» SELECTED PASSAGE
━━━━━━━━━━━━━━━━━━━━━━━━━━━━━━

Marek Thee (1918-99) was a fighter with a typewriter. He lived a dramatic life amidst some of the 20th century's most tragic conflicts. Welcome to a book launch!

In his just published autobiography, written in the 1990s, we meet him as a young leftist student in the Free City of Danzig (Gdańsk) before the Nazi takeover; an advocate of the Jewish Zionist cause in Palestine during and after the Second World War; a diplomat, foreign service official, and scholar in the post-war Polish Republic; a Polish representative on the Commission for Supervision and Control of the Geneva agreements on Indochina and Laos; a foreign affairs analyst specializing on Asian affairs in Warsaw of the 1960s; and eventually, for the last 30 years of his life, as a peace researcher at the Peace Research Institute Oslo (PRIO) and the Norwegian Human Rights Institute, once again in exile from his native Poland.

Marek Thee always held strong convictions. In the early 1930s, he could travel freely between Danzig and Poland, where he became an ardent opponent of Marshal Józef Piłsudski's regime. It took his passport from him. Paradoxically, this saved his life. While his family moved to Poland in 1938, after the Kristallnacht, and later succumbed in the Holocaust, he managed to get on a transport from Danzig to British Palestine. In 1968, after a long career in research and in the foreign service in Poland, he lost his Polish citizenship for the second time. That led to his final exile and home – in Norway.

━━━━━━━━━━━━━━━━━━━━━━━━━━━━━━

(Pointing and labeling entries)
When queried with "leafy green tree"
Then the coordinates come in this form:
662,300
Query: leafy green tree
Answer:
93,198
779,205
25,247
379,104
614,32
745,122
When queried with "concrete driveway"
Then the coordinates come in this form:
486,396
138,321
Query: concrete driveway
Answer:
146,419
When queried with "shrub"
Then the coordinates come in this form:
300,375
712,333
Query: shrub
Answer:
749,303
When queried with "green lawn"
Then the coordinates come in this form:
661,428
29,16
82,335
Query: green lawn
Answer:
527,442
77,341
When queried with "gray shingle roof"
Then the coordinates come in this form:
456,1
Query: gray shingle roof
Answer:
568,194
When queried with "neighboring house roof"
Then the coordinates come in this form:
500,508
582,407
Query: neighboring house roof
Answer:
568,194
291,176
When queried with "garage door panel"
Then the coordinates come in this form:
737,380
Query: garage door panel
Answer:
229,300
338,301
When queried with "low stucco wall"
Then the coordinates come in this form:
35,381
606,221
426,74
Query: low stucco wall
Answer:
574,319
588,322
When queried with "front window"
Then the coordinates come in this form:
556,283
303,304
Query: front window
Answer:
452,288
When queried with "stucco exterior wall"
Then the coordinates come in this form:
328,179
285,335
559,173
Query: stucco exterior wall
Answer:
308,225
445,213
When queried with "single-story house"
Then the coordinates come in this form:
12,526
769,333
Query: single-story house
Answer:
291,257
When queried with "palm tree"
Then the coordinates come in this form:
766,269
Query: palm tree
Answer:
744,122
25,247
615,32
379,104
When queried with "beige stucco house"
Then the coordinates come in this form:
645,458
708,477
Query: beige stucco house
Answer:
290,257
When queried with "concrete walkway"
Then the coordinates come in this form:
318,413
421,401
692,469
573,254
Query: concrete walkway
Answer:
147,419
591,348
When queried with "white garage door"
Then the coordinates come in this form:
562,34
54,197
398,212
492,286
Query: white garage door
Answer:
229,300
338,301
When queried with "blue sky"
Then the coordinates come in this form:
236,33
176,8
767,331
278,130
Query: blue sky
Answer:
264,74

━━━━━━━━━━━━━━━━━━━━━━━━━━━━━━

» THE PROBLEM
Return the stretch of the Marek Thee text from "Marek Thee always" through "home – in Norway.", copied word for word. Rely on the text alone and nothing else.

» WRITTEN REPLY
Marek Thee always held strong convictions. In the early 1930s, he could travel freely between Danzig and Poland, where he became an ardent opponent of Marshal Józef Piłsudski's regime. It took his passport from him. Paradoxically, this saved his life. While his family moved to Poland in 1938, after the Kristallnacht, and later succumbed in the Holocaust, he managed to get on a transport from Danzig to British Palestine. In 1968, after a long career in research and in the foreign service in Poland, he lost his Polish citizenship for the second time. That led to his final exile and home – in Norway.